======== LISTED RECORDS

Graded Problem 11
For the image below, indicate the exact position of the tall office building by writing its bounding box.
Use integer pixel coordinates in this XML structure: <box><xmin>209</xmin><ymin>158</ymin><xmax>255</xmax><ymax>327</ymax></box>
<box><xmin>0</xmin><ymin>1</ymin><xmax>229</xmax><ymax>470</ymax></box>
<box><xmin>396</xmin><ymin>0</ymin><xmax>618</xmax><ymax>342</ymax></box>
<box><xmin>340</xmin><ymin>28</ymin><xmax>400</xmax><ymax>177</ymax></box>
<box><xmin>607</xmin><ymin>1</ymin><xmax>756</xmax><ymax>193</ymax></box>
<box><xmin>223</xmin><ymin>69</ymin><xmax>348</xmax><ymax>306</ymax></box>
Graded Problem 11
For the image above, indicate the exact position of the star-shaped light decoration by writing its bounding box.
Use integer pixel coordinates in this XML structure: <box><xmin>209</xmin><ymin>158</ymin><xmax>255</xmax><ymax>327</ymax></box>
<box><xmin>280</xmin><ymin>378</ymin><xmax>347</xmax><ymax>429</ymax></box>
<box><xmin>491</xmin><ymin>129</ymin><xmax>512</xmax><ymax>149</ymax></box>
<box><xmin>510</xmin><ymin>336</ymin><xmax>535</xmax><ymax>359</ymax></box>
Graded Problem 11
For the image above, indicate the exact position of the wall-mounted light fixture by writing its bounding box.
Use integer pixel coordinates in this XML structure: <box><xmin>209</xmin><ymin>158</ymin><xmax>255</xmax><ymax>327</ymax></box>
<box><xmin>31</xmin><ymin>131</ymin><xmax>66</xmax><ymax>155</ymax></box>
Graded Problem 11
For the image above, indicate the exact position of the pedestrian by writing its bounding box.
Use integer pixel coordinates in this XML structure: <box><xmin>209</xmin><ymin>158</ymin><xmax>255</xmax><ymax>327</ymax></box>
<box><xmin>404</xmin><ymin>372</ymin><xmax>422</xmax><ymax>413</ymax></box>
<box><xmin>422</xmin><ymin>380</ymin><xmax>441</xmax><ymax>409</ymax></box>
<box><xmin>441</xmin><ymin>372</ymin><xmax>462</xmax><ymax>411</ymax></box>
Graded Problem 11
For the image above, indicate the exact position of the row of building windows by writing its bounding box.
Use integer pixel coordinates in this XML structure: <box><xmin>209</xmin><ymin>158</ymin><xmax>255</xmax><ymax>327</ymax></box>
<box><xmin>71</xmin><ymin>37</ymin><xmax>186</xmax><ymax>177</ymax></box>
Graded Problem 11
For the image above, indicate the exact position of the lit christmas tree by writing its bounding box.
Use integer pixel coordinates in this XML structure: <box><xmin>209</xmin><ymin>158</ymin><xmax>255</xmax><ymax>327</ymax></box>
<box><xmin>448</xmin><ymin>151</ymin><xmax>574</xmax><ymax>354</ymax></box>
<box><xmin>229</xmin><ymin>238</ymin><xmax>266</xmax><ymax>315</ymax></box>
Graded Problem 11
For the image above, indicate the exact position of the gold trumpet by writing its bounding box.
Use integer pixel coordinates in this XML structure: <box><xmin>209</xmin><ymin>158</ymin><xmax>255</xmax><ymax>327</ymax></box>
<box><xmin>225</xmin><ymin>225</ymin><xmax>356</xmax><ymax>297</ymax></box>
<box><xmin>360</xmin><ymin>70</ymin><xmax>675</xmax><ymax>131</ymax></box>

================
======== LISTED RECORDS

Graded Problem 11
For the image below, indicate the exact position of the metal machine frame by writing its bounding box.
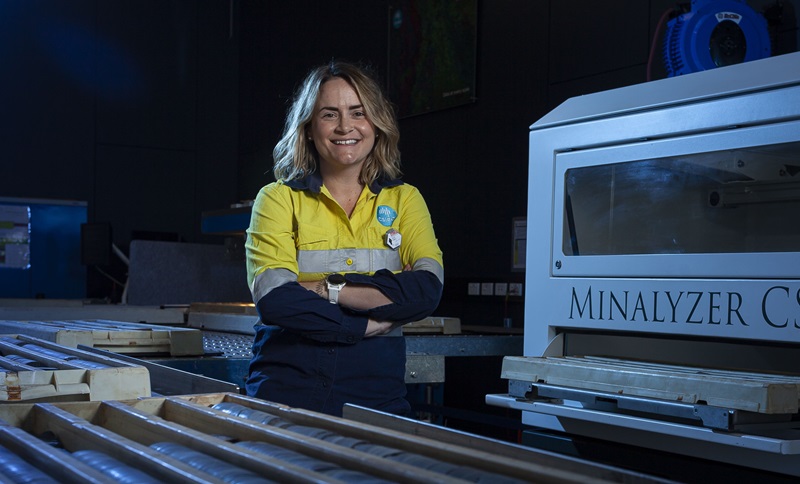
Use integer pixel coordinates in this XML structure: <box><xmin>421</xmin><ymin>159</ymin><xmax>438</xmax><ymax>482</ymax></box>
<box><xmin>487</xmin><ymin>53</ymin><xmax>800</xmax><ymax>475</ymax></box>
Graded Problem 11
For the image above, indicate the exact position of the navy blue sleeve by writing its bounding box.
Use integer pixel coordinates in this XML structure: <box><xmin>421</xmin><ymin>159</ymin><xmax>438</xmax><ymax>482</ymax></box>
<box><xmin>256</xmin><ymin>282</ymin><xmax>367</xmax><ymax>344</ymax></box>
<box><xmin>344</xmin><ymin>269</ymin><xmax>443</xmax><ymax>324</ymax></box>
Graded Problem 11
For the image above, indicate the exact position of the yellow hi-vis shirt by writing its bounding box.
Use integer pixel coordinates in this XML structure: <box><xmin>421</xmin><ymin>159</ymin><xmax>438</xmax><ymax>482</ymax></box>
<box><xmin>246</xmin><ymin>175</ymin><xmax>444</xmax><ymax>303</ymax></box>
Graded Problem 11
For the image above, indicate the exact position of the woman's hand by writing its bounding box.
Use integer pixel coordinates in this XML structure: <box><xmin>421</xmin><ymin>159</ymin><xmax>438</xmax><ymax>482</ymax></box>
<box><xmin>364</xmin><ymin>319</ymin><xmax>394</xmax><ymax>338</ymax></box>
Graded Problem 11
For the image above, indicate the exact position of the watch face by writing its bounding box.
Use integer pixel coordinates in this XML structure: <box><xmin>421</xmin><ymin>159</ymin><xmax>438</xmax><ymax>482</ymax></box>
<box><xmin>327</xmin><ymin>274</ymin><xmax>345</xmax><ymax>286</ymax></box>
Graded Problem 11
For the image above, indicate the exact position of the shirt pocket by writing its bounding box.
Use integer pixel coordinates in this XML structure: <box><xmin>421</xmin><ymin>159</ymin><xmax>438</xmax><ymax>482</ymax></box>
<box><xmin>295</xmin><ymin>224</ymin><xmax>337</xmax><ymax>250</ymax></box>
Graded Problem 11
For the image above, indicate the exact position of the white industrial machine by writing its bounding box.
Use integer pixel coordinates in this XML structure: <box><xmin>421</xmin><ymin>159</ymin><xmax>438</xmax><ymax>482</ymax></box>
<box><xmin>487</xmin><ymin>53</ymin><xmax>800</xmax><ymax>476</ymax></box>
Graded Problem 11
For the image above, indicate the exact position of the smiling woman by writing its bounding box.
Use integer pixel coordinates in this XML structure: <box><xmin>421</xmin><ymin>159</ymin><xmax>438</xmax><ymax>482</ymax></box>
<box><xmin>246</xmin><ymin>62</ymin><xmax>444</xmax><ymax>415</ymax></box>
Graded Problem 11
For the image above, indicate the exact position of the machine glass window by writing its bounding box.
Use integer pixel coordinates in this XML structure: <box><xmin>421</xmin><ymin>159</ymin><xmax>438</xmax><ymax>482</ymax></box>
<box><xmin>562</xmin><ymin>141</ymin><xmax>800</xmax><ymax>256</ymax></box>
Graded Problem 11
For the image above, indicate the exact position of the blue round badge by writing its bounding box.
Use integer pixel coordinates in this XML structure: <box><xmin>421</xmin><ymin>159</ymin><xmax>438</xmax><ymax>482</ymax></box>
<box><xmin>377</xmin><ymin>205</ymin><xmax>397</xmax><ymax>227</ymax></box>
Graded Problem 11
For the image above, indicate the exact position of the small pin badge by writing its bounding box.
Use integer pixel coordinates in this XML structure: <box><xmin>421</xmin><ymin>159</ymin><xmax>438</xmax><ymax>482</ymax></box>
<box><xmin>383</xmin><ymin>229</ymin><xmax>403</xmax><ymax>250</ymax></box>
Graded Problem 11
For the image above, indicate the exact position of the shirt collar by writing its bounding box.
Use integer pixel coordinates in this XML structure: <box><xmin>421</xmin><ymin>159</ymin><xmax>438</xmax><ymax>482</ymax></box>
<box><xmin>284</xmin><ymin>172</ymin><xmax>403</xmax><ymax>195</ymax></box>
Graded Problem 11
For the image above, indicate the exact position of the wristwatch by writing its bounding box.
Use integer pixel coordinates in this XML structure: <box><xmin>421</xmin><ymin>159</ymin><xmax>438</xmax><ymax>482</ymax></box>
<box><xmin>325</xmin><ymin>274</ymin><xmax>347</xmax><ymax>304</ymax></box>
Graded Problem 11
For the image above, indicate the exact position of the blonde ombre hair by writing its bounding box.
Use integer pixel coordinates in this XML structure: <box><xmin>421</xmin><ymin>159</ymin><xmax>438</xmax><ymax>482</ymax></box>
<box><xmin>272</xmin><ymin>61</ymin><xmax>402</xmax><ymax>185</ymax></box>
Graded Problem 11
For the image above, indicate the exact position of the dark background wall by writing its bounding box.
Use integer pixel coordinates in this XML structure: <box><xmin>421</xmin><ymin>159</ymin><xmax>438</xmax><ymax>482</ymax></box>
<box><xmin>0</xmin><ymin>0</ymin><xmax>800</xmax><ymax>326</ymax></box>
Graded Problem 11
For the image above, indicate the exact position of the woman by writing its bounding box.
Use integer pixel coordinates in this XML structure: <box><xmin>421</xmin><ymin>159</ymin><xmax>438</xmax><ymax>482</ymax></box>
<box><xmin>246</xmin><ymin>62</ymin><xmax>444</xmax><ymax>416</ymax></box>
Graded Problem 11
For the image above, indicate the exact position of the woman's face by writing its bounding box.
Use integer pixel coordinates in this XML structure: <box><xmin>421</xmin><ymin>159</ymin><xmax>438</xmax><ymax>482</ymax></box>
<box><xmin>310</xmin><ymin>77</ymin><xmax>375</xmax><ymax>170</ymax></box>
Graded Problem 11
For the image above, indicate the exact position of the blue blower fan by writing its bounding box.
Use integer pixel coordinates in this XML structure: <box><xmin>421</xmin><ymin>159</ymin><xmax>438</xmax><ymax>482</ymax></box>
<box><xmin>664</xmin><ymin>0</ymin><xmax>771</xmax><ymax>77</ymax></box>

================

# EXERCISE PROMPT:
Return each line from the entries above that contains the word "below", copied in full.

# TASK RESULT:
For the image below, indicate the exact position of the tall office building by writing its bounding box.
For the image below, indicate the exact position of the metal machine frame by writing its bounding box.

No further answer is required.